The task:
Within the entries below, find the portion that opens with the line containing "Provide one point per instance of the round" and closes with the line containing "Provide one point per instance of the glass". Retype that portion exactly and only.

Records for the exercise:
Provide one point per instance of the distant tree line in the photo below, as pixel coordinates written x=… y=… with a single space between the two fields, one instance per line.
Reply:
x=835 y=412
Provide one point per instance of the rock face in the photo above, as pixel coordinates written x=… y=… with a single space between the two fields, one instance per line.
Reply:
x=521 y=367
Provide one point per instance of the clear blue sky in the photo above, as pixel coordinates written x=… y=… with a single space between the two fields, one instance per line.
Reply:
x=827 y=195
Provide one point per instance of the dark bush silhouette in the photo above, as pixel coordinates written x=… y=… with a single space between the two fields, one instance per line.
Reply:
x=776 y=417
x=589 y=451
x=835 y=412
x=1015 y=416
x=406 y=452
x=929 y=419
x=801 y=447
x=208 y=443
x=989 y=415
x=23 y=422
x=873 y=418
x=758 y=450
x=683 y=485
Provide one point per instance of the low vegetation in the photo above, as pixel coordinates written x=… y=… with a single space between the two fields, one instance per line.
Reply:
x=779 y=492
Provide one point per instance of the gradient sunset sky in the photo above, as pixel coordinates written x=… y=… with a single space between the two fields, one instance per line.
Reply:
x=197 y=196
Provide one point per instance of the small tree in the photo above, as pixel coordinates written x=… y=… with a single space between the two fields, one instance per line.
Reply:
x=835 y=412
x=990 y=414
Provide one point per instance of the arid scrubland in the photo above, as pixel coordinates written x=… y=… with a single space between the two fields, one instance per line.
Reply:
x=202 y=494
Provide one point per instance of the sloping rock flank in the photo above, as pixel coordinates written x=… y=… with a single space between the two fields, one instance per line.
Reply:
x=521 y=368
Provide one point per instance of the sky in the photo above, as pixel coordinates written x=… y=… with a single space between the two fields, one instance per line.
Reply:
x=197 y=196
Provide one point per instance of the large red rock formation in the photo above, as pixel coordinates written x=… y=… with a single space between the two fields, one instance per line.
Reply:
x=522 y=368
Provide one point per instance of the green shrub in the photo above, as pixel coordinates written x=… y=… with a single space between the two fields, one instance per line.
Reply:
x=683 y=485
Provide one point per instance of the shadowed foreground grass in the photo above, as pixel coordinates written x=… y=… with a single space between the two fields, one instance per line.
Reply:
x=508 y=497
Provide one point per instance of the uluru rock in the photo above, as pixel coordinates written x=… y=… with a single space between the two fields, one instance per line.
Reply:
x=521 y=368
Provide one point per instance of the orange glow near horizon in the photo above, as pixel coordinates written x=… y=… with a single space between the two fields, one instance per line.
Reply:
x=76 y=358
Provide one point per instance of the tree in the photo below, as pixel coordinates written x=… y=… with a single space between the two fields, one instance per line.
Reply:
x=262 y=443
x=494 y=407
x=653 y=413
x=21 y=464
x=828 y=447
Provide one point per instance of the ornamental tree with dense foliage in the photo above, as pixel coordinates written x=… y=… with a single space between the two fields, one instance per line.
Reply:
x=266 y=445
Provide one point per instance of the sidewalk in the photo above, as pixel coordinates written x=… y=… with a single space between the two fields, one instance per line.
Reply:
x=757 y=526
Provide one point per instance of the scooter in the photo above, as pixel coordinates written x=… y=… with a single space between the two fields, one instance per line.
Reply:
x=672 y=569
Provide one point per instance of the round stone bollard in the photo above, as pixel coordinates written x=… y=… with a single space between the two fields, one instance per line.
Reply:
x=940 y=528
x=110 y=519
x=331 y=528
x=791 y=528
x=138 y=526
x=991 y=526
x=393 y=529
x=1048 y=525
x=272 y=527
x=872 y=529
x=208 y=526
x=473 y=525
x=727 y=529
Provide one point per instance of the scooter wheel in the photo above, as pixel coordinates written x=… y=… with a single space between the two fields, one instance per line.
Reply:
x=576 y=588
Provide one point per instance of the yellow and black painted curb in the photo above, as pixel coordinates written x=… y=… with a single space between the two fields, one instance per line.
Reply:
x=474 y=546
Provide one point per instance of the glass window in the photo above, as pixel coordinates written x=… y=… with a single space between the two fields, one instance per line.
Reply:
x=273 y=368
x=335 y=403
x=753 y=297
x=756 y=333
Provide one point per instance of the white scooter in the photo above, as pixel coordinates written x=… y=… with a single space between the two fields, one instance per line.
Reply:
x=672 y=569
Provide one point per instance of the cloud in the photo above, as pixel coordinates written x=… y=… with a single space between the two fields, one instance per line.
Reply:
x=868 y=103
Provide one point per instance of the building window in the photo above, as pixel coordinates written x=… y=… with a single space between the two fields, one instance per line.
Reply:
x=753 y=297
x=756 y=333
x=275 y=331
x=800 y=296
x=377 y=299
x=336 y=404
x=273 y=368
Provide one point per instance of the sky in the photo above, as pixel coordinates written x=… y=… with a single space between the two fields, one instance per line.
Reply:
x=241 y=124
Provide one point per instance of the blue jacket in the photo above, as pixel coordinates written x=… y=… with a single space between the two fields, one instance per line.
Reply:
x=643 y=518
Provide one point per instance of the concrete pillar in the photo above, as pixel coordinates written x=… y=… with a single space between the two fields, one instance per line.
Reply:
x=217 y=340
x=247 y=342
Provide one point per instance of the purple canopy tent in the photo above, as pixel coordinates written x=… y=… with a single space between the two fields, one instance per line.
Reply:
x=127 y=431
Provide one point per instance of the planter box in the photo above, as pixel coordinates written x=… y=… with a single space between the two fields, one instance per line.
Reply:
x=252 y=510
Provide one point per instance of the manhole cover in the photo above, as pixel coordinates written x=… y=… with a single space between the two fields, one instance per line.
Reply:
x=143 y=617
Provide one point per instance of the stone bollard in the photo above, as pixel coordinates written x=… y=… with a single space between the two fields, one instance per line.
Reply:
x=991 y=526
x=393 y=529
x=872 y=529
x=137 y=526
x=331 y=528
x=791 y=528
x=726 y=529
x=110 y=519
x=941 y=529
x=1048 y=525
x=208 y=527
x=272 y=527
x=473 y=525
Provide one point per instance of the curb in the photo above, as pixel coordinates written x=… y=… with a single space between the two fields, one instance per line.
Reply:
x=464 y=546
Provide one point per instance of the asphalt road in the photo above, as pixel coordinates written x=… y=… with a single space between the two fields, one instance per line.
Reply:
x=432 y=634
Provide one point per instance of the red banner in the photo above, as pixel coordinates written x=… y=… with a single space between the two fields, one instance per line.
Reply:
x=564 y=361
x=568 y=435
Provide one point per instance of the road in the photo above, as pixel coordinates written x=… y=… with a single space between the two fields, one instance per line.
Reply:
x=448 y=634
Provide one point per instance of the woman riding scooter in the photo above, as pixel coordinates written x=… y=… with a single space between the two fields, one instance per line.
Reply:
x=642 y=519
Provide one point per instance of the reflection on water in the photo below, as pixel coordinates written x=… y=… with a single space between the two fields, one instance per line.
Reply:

Solution to this problem:
Provide one point per instance of the round stone bollard in the photo above, as pixel coordinates written x=… y=… with a single space between the two fields, one instance per line.
Reply:
x=940 y=528
x=110 y=519
x=331 y=528
x=791 y=528
x=138 y=526
x=991 y=526
x=393 y=529
x=1048 y=525
x=272 y=527
x=872 y=529
x=208 y=526
x=473 y=525
x=727 y=529
Provide one point per instance of the scooter wheel in the photo above, as pixel coordinates written x=… y=… with a single space between the two fields, one instance per line.
Reply:
x=576 y=588
Provide one point per instance of the yellow and black painted curb in the photo above, as pixel coordinates written x=… y=… with a single space between the two fields, one instance per line.
Reply:
x=474 y=546
Provide one point per instance of the glass window in the photo above, as pixel coordinates written x=… y=… with a single space between the two fields, one instance per line.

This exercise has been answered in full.